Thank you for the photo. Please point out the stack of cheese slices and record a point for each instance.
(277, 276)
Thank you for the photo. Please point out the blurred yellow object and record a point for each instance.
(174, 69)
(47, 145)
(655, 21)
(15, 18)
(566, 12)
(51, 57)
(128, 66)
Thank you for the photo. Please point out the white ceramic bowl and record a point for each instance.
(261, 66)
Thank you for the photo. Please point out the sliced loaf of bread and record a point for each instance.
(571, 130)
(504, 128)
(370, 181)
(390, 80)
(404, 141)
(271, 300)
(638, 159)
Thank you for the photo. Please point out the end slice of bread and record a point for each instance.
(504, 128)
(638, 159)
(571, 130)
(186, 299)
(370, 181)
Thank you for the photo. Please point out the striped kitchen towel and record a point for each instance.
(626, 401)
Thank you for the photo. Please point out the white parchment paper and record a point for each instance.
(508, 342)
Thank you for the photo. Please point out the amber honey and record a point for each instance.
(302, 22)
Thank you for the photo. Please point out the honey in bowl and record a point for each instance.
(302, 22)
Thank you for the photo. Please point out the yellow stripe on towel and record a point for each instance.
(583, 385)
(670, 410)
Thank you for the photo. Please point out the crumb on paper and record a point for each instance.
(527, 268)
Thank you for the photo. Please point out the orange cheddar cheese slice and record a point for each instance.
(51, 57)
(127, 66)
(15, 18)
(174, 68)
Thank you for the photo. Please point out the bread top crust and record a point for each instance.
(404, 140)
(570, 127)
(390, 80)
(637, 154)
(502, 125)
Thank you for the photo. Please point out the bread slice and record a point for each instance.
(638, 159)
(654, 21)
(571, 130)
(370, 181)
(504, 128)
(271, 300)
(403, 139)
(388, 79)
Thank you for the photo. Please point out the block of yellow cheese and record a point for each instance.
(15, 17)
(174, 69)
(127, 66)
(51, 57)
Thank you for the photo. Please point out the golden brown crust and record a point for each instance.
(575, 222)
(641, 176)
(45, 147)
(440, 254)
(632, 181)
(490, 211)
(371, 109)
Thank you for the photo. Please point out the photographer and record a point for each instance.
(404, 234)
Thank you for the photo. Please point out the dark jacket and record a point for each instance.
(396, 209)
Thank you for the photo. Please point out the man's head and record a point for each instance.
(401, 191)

WORK REQUEST » An exact copy of every record is needed; write it out in full.

ANSWER SPACE »
Thank you for the photo. Please point out the stack of cheese slices and record a point for each instance.
(277, 276)
Thank you for the photo. Please point out the blurred yellow object and record a point for each instance.
(174, 69)
(47, 145)
(655, 21)
(15, 18)
(566, 12)
(51, 57)
(128, 66)
Thank you for the photo. Please point out the white ceramic bowl and record a point for each instance.
(261, 66)
Thank you for the photo. Please point out the sliced loaf of bread and record a point for each instance.
(571, 130)
(504, 128)
(370, 181)
(390, 80)
(404, 141)
(271, 300)
(638, 159)
Thank you for the photo. Please point out the end slice of bread and record a point for each instance.
(504, 128)
(638, 159)
(571, 130)
(186, 299)
(370, 181)
Thank you for the photo. Please point out the striped kitchen towel and record a point for each instance.
(626, 401)
Thank you for the photo. Please point out the white parchment paper and record a point for each instance.
(508, 342)
Thank you for the photo. Please point out the amber honey and record a point for each instance.
(302, 22)
Thank you for the photo. Please point out the honey in bowl and record a point for each instance.
(302, 22)
Thank you for the photo. Please point out the yellow stripe on towel and record a point for each instance.
(583, 385)
(670, 410)
Thank you for the photo. Please point out the crumb on paper and record a point for each instance.
(527, 268)
Thank you for the photo. Please point out the orange cheddar cheese slice and record a point for each instance.
(51, 57)
(127, 66)
(15, 18)
(174, 68)
Thank you for the photo. Please point out the bread top crust and record a point for each instance.
(404, 140)
(570, 127)
(390, 80)
(637, 154)
(502, 125)
Thank you for the photo. Please point out the bread slice and record a point for each instance.
(638, 159)
(654, 21)
(571, 130)
(370, 181)
(504, 128)
(271, 300)
(403, 139)
(388, 79)
Thank you for the photo. Please point out the block of yellow cheese and record a point for each instance.
(15, 17)
(174, 69)
(127, 66)
(51, 57)
Thank you for the photo. Please point out the golden brown crust and record a point for each instance.
(575, 222)
(641, 176)
(45, 147)
(440, 254)
(632, 181)
(490, 211)
(371, 109)
Thank you for the photo. Please point out the photographer and record a point for each instance.
(404, 234)
Thank you for the photo. Please point out the dark jacket and record a point for each instance.
(396, 209)
Thank you for the photo. Please point out the man's head and record a point for each instance.
(401, 191)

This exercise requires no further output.